[[ Given records, beginning ]]
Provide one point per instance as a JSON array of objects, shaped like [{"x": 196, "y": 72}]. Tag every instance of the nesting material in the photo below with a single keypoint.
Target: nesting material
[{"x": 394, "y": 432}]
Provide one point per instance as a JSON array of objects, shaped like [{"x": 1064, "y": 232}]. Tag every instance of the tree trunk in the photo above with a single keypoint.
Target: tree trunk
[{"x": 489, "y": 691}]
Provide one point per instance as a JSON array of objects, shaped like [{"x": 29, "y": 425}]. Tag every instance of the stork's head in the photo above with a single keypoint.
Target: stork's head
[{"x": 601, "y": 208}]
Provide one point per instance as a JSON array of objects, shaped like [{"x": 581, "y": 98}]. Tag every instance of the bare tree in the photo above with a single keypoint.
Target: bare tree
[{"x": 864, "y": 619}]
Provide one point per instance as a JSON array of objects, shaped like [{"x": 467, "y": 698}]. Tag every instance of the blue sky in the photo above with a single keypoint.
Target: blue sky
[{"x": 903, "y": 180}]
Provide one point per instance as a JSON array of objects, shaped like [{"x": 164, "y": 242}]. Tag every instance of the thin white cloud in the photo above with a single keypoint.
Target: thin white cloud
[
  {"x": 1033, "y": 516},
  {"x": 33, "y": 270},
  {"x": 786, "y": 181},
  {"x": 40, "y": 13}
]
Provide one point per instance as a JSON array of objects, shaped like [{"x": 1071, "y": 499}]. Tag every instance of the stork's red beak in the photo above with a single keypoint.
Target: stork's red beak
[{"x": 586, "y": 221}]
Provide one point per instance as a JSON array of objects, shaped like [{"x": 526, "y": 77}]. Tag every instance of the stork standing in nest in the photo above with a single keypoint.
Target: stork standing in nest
[[ Given records, end ]]
**Problem to solve**
Return all of the entries above exactly as they stand.

**Expected answer**
Provide one point per instance as a JSON array of objects, shaped like [{"x": 196, "y": 72}]. Tag every instance of the nesting material in the photo below with a single keypoint.
Target: nesting material
[{"x": 394, "y": 432}]
Provide one point per instance as a JSON array of objects, shaped like [{"x": 1064, "y": 232}]. Tag every instance of the tree trunk in the photo above with a single keypoint.
Target: tree trunk
[{"x": 489, "y": 691}]
Provide one point per instance as a JSON array of objects, shaped like [{"x": 29, "y": 425}]. Tag every instance of the stork's head in the photo above with a single keypoint.
Target: stork's head
[{"x": 601, "y": 208}]
Provide one point per instance as a JSON array of objects, shaped like [{"x": 581, "y": 98}]. Tag every instance of the bare tree in the photo above with a single keypoint.
Target: bare tree
[{"x": 864, "y": 619}]
Provide one point per instance as a JSON array of objects, shaped like [{"x": 467, "y": 698}]. Tag every instance of the blue sky in the photo above with a single keypoint.
Target: blue sky
[{"x": 903, "y": 180}]
Provide one point per instance as a JSON array of objects, shaped like [{"x": 164, "y": 242}]. Tag every instance of the thin white cloud in the photo above with a single keypoint.
Target: thin white cloud
[
  {"x": 1033, "y": 516},
  {"x": 33, "y": 270},
  {"x": 786, "y": 181},
  {"x": 40, "y": 13}
]
Provide one point per instance as a JSON array of objects, shaped like [{"x": 1071, "y": 499}]. Tag every instance of the stork's red beak in the photo above with a single keypoint.
Target: stork's red beak
[{"x": 586, "y": 221}]
Provide one point per instance as a JSON array of objects, shaped like [{"x": 526, "y": 77}]. Tag every instance of the stork standing in nest in the photo above with a single keypoint.
Target: stork standing in nest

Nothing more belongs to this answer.